EXERCISE AIM » Pick up the piece below on habits, attitudes, and aging healthfully, and continue it from its final sentence.

TEXT SHOWN »
========

The Power of Habits, Attitudes, & Behavior in Aging Healthfully
So far I have discussed many different aspects of the aging process from a variety of perspectives in order to give you a “glimpse” of the complexity of the subject and its depth and breadth making it more than a “scientific investigation”. Scientific research will certainly be providing us with many important answers in the years ahead to some of the KEY questions we are currently asking about the aging process – and why and how it occurs. However, there will ALWAYS be that part of the process (or “equation”) that science simply can’t “touch” and that goes to the “heart and mind” (and spirit too) of the individual and the singular way in which each of us CHOOSES to live out our OWN unique life experience. It is said that each of us IS absolutely distinctive and that NO two people are alike – even identical twins. This is the premise by which we can examine our uniqueness – and the choices we make. Habits, attitudes and behavior play a KEY role in HOW WELL our life choices serve us – or hurt us.
The habits we form over a lifetime are critical in helping us to “navigate” the “rough spots” we encounter along the way. Comfort zones form out of habitual behaviors and tend to “imprison us” and NOT allow us the opportunity to explore our potential and the possibilities that MAY lie before us when change comes. The habits I formed at an early age came from my family’s dissonance and conflict. I retreated into myself and found ways to “avoid” conflict by staying away (as much as I possibly could) from the source of the conflict – my mother and her emotional outbursts and continuous angry, aggressive behavior toward my brothers and me – and my father as well. My father “hid” behind his work and although he was successful in avoiding her anger by being absent, we were not.

========

RECORDS SUPPLIED »
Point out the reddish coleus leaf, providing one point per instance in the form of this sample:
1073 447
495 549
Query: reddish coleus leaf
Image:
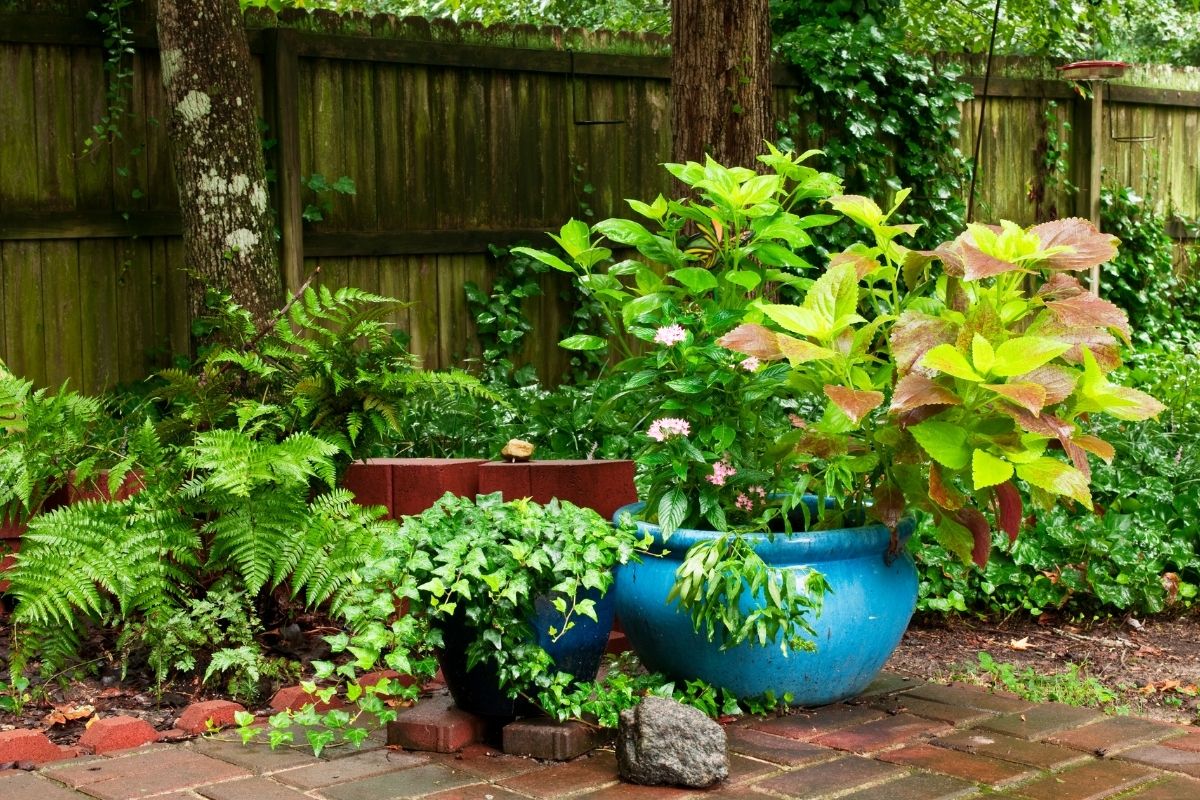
863 264
1027 396
1008 510
1048 425
753 340
822 445
941 492
1089 246
1096 445
1086 311
913 335
888 506
1061 286
916 390
978 264
1057 382
856 403
1103 344
981 531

========

TASK OUTPUT »
Besides attending a very competitive and academically challenging private school for my last three years of high school, I was constantly in the middle of pain and suffering and fights at home because of my mother’s unstable emotional condition. It was a never ending cycle of emotional and mental abuse that left each of us exhausted and eager to leave at our earliest possible moment. I had no friends, no social life, and no opportunities for personal growth because of the situation I faced at home every day and so I became comfortable “with myself”. I never needed anyone or anything in my life and learned to rely solely on my own instincts and intuition. This “way of living” had enormous consequences for me later in my life when things got even more complicated and confusing.
My attitude was simple: “Sorry, you DON’T know what you’re talking about and I DO!” I became arrogant and judgmental and isolated over the years after my Air Force duty was completed. From 1972 through 1988, I clearly made some terrible decisions and choices along the way and blamed others – including my former wife – for all my “screw ups.” When I was finally confronted with a life that had no meaning, no friends, no family, no purpose, and no support around it, I started to realize that my behavior, attitudes, and ultimately my habits had gotten me thrown into a very DEEP HOLE of my OWN making and escaping from it would all “be on me”. I had no one I could turn to for help and nowhere to go for answers except within myself (at least that’s how I saw it at the time). The church provided me with a new spiritual path that highlighted a different way of “thinking – and feeling” about myself and my supposed “shortcomings and flaws”. I began this journey in 1985 and learned I could “feel” differently about myself and be OK with that truth because it was honest and “right” for me. This knowledge gave me the opportunity to ask some of life’s most important questions – those that reached to the core of who I had become – and also who I wanted to BE.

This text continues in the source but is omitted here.